■ **Gestellte Aufgabe 1**
Welches Buch hat sich godi laut dem folgenden Forenthread über UML-Übungsaufgaben für die Theorie besorgt?

■ **Textauszug**
# UML Übungsaufgaben gesucht



## godi (31. Aug 2010)

Hallo!

Ich beschäftige mich gerade mit UML 2 und suche dazu kleine Übungsaufgaben die ich modellieren kann. Schön wäre es auch wenn es Lösungen zu den Beispielen gibt oder ich meine Lösungen ins Forum posten kann damit ich ein Feedback bekomme ob ich es auch richtig mache.

Für die Theorie habe ich mir schon ein Buch (UML Das umfassende Handbuch) besorgt das ich auch ganz gut finde da es auch einen Bezug zu Java herstellt.
Nur fehlen mir noch Übungsbeispiele wo ich dann auch mein "Wissen" anwenden und testen kann.

Wäre super wenn jemand ein paar Beispiele oder links zu Beispielen hat und sie mir zur Verfügung stellen kann! 

godi


----------



## Heady86 (1. Sep 2010)

Hi,

also auf FH/Studiumsseiten oder ähnlichem findet man immer einiges an Übungsblättern mit Lösungen:

z.B.

- Aufgabe (ohne Lösung)
- Lösung

grüße


----------



## godi (16. Sep 2010)

Hallo!

So nachdem ich die UML kurz mal ein wenig vernachlässigt habe, habe ich wieder was weitergemacht.

Im Anhang befindet sich ein kleines Beispiel für ein Use Case.
Wäre super ob mir wer sagen könnte ob das in etwa so passt. 

godi


----------



## godi (18. Sep 2010)

Hallo!

Naja anscheinend beschäftigen sich hier nicht recht viele Leute mit UML...

Kennt jemand ein gutes (deutschsprachiges) UML Forum? 

Ich würde echt gerne UML anständig lernen nur ist das ein wenig schwierig alleine.

godi


----------



## Marcinek (21. Sep 2010)

Hallo ;D

Das wissen um UML passt auf eine DIN A4 seite.. Obwohl das einen hohen Rang in der Schule / Uni hat, wird es im realen Leben nicht so oft eingesetzt, wie dies die Uni suggerirt ..

Es gibt 10000 Bücher zu diesem Thema, da gibt es auch Übungsaufgaben.

Gruß,

Marcinek


----------

■ **Datensätze**
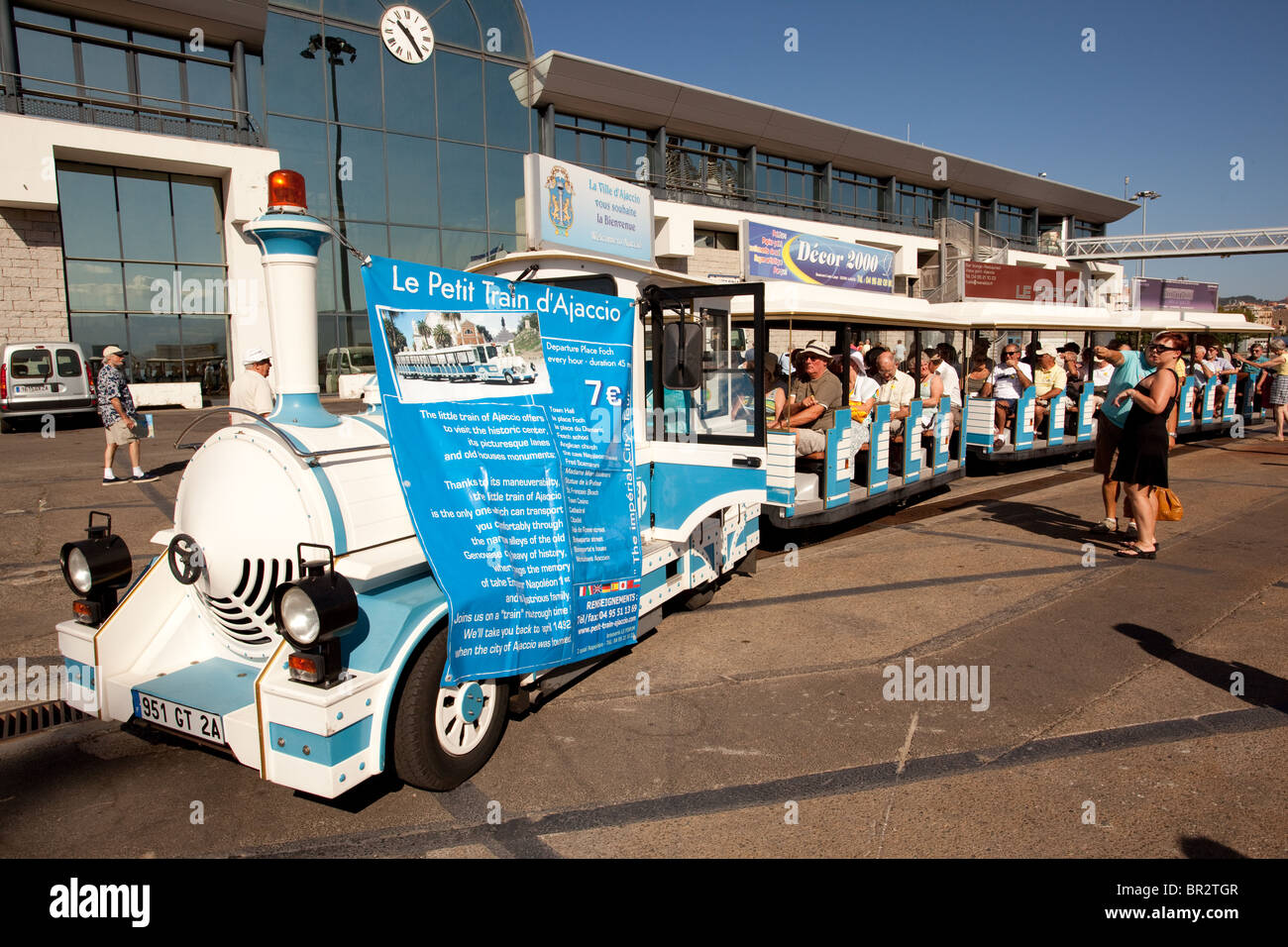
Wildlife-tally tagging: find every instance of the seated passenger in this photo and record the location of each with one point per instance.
(930, 389)
(1048, 381)
(1006, 382)
(897, 389)
(863, 398)
(815, 393)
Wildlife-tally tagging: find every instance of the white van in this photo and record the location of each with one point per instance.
(44, 377)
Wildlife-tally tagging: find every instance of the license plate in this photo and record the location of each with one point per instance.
(175, 716)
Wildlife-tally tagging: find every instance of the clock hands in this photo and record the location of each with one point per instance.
(410, 39)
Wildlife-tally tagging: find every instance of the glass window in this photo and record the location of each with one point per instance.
(360, 185)
(159, 78)
(143, 198)
(460, 97)
(503, 191)
(106, 75)
(415, 244)
(150, 287)
(198, 219)
(155, 348)
(412, 179)
(95, 333)
(68, 364)
(410, 98)
(303, 147)
(295, 85)
(210, 85)
(359, 11)
(503, 17)
(48, 56)
(94, 286)
(370, 239)
(86, 200)
(205, 351)
(462, 182)
(357, 84)
(506, 116)
(459, 248)
(455, 24)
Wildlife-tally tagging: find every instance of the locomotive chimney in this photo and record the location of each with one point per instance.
(290, 241)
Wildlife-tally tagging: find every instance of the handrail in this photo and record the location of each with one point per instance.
(259, 419)
(134, 102)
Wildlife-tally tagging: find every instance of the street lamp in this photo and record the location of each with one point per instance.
(1142, 196)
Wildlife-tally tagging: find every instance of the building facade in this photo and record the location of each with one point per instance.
(140, 138)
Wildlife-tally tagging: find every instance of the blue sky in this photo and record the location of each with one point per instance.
(1170, 95)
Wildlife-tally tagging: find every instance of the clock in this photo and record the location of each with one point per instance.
(407, 35)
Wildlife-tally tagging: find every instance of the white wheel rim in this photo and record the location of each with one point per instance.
(456, 732)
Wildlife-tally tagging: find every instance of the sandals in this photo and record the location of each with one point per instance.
(1131, 551)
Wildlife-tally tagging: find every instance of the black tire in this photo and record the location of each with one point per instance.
(420, 758)
(699, 596)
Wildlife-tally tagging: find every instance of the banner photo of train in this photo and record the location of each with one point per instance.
(463, 356)
(516, 459)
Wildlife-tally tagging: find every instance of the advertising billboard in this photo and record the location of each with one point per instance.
(1173, 294)
(1022, 283)
(774, 253)
(568, 206)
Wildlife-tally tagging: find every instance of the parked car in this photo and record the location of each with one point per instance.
(44, 377)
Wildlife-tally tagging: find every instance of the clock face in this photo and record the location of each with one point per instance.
(407, 35)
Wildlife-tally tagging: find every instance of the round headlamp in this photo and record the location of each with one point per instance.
(316, 607)
(97, 565)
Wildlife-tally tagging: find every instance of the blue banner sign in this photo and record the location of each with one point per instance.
(774, 253)
(583, 210)
(507, 407)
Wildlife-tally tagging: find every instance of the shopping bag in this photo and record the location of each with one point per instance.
(1168, 505)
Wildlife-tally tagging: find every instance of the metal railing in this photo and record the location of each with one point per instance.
(25, 94)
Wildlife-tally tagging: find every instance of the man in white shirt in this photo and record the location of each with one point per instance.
(1006, 382)
(252, 389)
(897, 389)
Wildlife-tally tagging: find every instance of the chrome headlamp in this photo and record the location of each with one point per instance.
(312, 612)
(95, 569)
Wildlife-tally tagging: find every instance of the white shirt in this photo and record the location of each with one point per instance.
(1006, 382)
(252, 392)
(952, 382)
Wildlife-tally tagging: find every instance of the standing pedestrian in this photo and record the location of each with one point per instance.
(250, 389)
(120, 421)
(1276, 369)
(1142, 451)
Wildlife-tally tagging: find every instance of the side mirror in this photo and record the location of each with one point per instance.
(682, 356)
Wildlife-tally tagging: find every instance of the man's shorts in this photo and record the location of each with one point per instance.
(810, 441)
(1108, 437)
(121, 433)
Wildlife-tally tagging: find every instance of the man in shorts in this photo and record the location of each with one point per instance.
(116, 408)
(1005, 384)
(1129, 368)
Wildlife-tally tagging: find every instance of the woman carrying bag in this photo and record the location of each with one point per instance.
(1142, 454)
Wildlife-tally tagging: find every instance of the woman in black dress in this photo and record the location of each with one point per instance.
(1142, 453)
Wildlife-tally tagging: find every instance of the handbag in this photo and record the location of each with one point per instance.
(1168, 505)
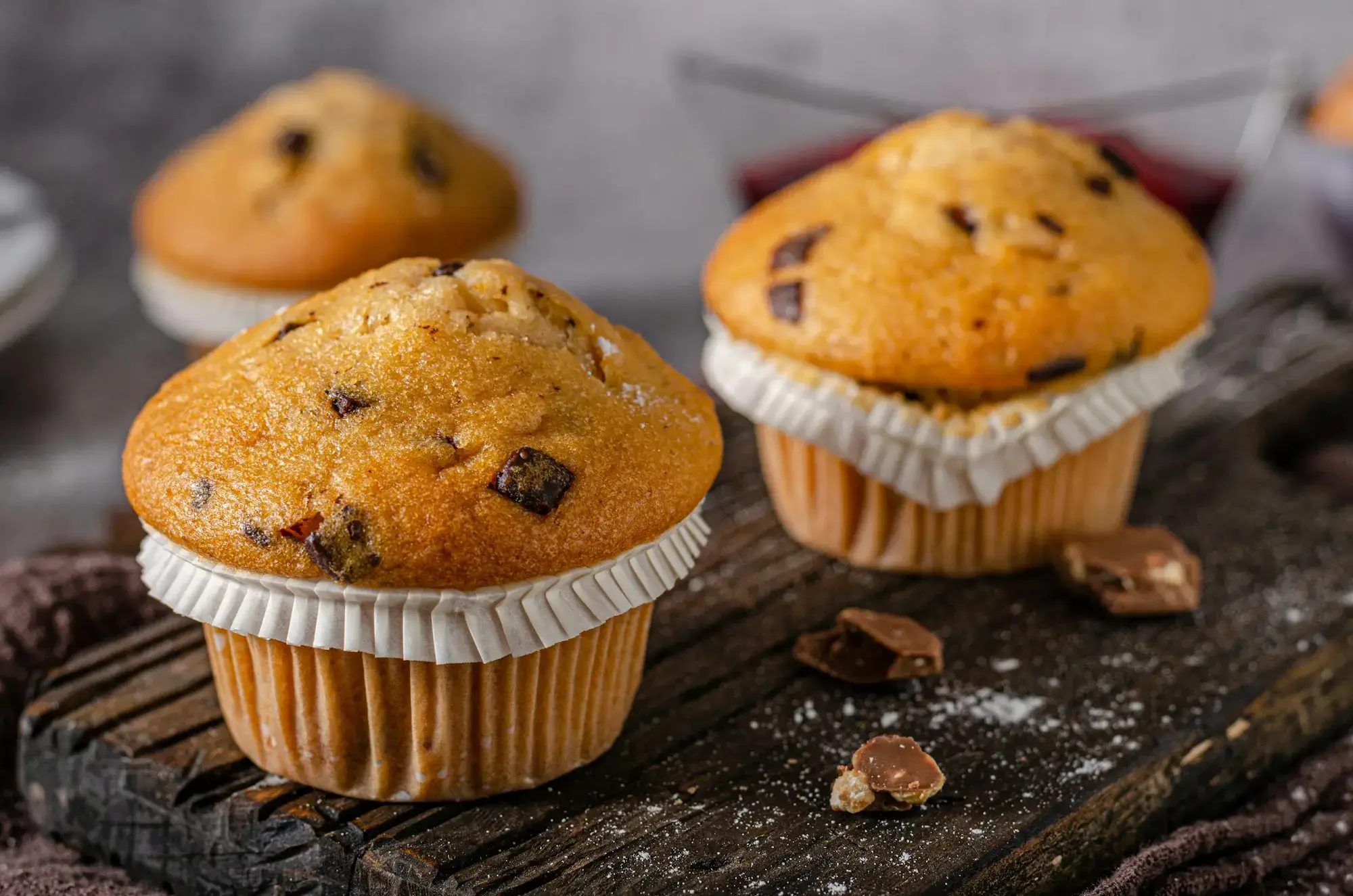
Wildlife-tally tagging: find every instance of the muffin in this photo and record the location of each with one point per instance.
(952, 341)
(423, 517)
(1327, 156)
(1332, 114)
(316, 183)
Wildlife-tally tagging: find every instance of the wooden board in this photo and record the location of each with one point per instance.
(1068, 738)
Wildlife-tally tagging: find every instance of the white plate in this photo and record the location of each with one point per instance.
(35, 267)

■ **Gestellte Aufgabe 2**
Extrahiere aus den Datensätzen oben die Zeilen von der Zeile mit „Wildlife-tally tagging: find every instance of the white plate“ bis einschließlich der letzten Zeile der Datensätze, unverändert.

■ **Antwort zur Übung 1**
UML Das umfassende Handbuch

■ **Antwort zur Übung 2**
Wildlife-tally tagging: find every instance of the white plate in this photo and record the location of each with one point per instance.
(35, 267)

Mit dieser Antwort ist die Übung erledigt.